Start of Block

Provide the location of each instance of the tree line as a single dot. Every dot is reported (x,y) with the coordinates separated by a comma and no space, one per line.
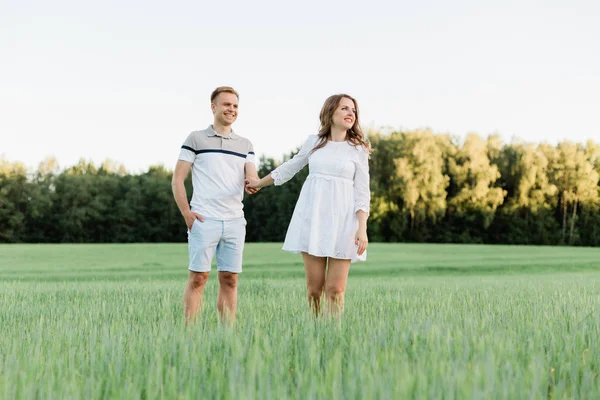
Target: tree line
(425,187)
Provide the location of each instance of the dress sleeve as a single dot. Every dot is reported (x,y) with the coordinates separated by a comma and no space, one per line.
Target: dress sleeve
(288,169)
(362,191)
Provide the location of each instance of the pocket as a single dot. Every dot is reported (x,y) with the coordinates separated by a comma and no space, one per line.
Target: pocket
(191,230)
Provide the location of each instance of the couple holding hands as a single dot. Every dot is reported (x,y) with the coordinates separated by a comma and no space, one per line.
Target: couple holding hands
(329,223)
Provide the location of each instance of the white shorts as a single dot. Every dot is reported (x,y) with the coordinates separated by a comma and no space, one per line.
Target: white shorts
(225,237)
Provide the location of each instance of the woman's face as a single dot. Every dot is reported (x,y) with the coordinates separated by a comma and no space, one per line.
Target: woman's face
(345,115)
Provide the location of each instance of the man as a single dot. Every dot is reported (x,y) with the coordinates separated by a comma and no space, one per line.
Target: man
(220,161)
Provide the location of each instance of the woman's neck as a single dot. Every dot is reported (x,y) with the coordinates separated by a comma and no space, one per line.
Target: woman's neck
(338,135)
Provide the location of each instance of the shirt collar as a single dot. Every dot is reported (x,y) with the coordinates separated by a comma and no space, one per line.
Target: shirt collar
(210,131)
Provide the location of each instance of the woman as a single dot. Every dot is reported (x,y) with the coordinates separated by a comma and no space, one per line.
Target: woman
(329,224)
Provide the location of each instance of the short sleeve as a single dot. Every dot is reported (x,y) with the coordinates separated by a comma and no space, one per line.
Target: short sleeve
(188,150)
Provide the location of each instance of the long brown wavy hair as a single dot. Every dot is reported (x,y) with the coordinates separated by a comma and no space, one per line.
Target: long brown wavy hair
(354,135)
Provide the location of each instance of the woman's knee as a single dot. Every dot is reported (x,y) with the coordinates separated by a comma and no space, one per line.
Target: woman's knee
(334,291)
(314,292)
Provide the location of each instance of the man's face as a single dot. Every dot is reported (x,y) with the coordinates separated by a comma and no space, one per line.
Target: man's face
(225,108)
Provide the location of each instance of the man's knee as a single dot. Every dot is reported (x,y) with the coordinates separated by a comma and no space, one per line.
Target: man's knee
(228,280)
(197,280)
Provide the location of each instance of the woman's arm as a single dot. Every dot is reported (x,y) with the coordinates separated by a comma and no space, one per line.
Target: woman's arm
(362,199)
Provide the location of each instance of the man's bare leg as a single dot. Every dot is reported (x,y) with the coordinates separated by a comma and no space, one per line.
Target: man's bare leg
(192,296)
(227,299)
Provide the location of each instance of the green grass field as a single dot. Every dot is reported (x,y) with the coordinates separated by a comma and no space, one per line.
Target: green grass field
(421,321)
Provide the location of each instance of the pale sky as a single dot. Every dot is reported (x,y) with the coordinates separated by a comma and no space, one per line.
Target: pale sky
(128,80)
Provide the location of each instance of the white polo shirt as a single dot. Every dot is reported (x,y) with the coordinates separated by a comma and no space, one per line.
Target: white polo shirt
(217,172)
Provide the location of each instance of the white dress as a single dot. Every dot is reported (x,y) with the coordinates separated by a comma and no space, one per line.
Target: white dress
(324,222)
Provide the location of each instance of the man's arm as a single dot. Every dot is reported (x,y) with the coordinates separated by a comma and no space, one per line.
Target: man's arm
(250,172)
(182,169)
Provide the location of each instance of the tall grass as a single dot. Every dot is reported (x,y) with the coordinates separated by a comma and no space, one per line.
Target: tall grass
(105,321)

End of Block

* [Task requirements] In the records above, find the line with "Target: man's face"; write out exactly that line and each one after it, stopping after the line with "Provide the location of each instance of the woman's arm".

* [Exercise solution]
Target: man's face
(225,108)
Provide the location of each instance of the man's knee as a single dot. Every dot is reported (x,y) with the coordinates separated by a comma and no space, one per line.
Target: man's knee
(228,280)
(197,280)
Provide the location of each instance of the woman's arm as a single dot. Every dot is reported (x,y) with the coordinates separated by a comma and no space, one per line.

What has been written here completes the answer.